* WHAT IS ASKED
A) In the blog post on digital history tools, why does the writer consider the ability to update the main advantage of digital maps over paper ones? Answer in one to three sentences.
B) Write the next part of the blog post on digital history tools, following on from its last sentence about digital maps.

* SELECTION
%%

Details details details

April 30, 2014

I’m no fan of Metadata I can assure you.  Or the method Omeka requires its users to enter it.  They could at least offer an auto-fill option.  According to my observations, so much of the metadata one enters for these online exhibits is repetitive.  Many documents, graphs, still images etcetera a user would enter for an exhibit have at least a few of the same characteristics.  Providing auto-fill is the least they could offer.  I would also like to be able to edit more than one item at the same time.  If all my time wasn’t being spent on entering stupid metadata I would look into sending feedback to Omeka.  My exhibit contains several documents from the same source, are the same format, same description, creator, contributor etc etc.  Imagine how easy it would be to enter those things all at one or with an auto-fill.  Also, when adding an item, the user enters the “Dublin Core” metadata, clicks save, then we need to click edit item to add the file itself, click save, click another tab to add tags…. NOT USER FRIENDLY.

But as we continue to load files, or items, into our exhibits, we deepen our understanding of the trials and tribulations of those who lived and died during the atrocity of the grossly misnomered Civil War.

I’ll take text mining, thank you.  When it comes to counting words, finding frequencies and patterns on a large scale, relying on text mining is the way to go.  For studying these qualities or to research the history of the usage of words I would use a computer program like Google Ngram or Voyant to do the work for me.  Corpora, which is Latin for bodies, is a similar program from Brigham Young University which seems to have information on every word ever uttered or printed.  Programs such as these can summarize the text and count the unique words, the frequency of repeated words, word trends, keywords in context, provide historical information about a word, and the user can even use a provided tool which will take out so called ‘stop words’ – common usage words that have no bearing on the study of the text.  Words such as and, but, as, then, with, to, etc etc are considered stop words.  Also, if you so choose, some of these programs can create a word cloud to turn the results of your text mining into a visual tool that brings an aesthetic value to the search. Like this:text miningBUT if I am looking for comprehension of the document, or context or meaning, I will need to read it myself, because computers cannot read.

I have been trying to determine a use for this sort of service which is applicable to our project but can not really recognize one.  I don’t think mining any of the documents I have found which directly affect my soldier would provide any significant information on who he was as a person.

I really enjoy the word cloud features of these programs and I can think of lots of uses for that.  Here is one from a page of my website: sctchls

 

There are many reasons digital mapping supersedes the benefits of traditional maps, the primary being the ability to update.  Back in the olden days, a paper map could only be updated by setting the old one on fire and printing out a new one complete with new information.  As Earth’s population spreads across the globe, maps need constant updating to meet the needs of new streets, communities and populace.  Digital maps also offer the ability to generate layers to a map.  Be they historical layers, terrain, weather related, or traffic, layering and customizing a digital map to meet the user’s needs is incomparable to traditional methods.  The user has the option to look at all or any combination of these layers based on the research they are doing.  Also, multiple users are able to access and alter the same online document simultaneously which is another tremendous benefit.

%%

* MATERIAL SUPPLIED
%%

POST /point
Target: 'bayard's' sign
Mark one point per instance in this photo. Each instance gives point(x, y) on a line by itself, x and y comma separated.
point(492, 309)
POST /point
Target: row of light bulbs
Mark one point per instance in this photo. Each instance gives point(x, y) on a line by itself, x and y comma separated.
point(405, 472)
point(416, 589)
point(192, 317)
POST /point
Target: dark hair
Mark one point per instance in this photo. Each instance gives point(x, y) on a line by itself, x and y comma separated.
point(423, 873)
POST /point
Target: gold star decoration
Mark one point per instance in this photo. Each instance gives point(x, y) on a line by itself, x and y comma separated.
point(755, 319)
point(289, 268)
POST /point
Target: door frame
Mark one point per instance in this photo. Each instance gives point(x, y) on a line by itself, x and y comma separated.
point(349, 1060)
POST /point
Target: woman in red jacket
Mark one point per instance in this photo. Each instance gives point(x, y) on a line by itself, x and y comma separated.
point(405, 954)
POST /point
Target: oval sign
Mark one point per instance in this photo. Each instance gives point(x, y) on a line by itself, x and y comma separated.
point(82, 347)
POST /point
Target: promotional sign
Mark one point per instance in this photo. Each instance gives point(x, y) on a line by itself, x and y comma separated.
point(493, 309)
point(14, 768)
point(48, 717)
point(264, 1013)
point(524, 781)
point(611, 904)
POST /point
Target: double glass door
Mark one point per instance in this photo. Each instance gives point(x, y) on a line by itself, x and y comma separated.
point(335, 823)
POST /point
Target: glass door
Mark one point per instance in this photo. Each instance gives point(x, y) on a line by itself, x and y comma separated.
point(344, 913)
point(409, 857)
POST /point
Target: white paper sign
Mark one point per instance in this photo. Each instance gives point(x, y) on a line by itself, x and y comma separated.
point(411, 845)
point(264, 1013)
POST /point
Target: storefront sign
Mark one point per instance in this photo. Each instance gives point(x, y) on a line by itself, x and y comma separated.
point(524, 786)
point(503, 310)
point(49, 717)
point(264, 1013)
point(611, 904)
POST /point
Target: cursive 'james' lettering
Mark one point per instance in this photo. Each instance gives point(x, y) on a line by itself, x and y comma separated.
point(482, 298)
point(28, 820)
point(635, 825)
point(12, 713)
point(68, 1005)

%%

* RESPONSE LIST
A) A paper map could only be updated by getting rid of the old one and printing a new one with the new information. As Earth's population spreads, maps need constant updating to keep up with new streets, communities and populace.

B)
By using digital mapping in our soldier projects, we can further illustrate the scope of their lives: where they were born, lived, raised families, and where they died.  Seeing where these events happened on a map, as opposed to simply reading about it, works to deepen our vision of how they lived and died.

As Trevor Harris, Jesse Rouse and Susan Bergeron argue, “The visual display of information creates a visceral connection to the content that goes beyond what is possible through traditional text documents.”

Trevor Harris, Jesse Rouse and Susan Bergeron, “The Geospatial Semantic Web, Pareto GIS, and the Humanities,” in The Spatial Humanities: GIS and the Future of Humanities Scholarship, ed. David Bodenhamer, John Corrigan and Trevor Harris (Bloomington: Indiana University Press, 2010), 124-142

My thoughts on Daytum

April 9, 2014

We were tasked with tracking specific data over the weekend, starting Thursday morning through Sunday night.  The class chose CLOTHING, BEVERAGES,  and PEOPLE as items to track.  I wanted to suggest we each pick a fourth category of our choice but the discussion was closed after 3catagories and I was not about to suggest more work for the class.  I elected to track a 4th category on my own, that being DIAPER CHANGES.  My son Sawyer had been, at last class, home for just under 36 hours after having lived his first 85 days of life in the neonatal intensive care unit.  Things were going as well as can be expected for two new parents and I thought it would be interesting to keep note of what comes out of my kid.  Turns out that since he was dealing with some constipation, the information recorded was not all that interesting, but it was fun nonetheless.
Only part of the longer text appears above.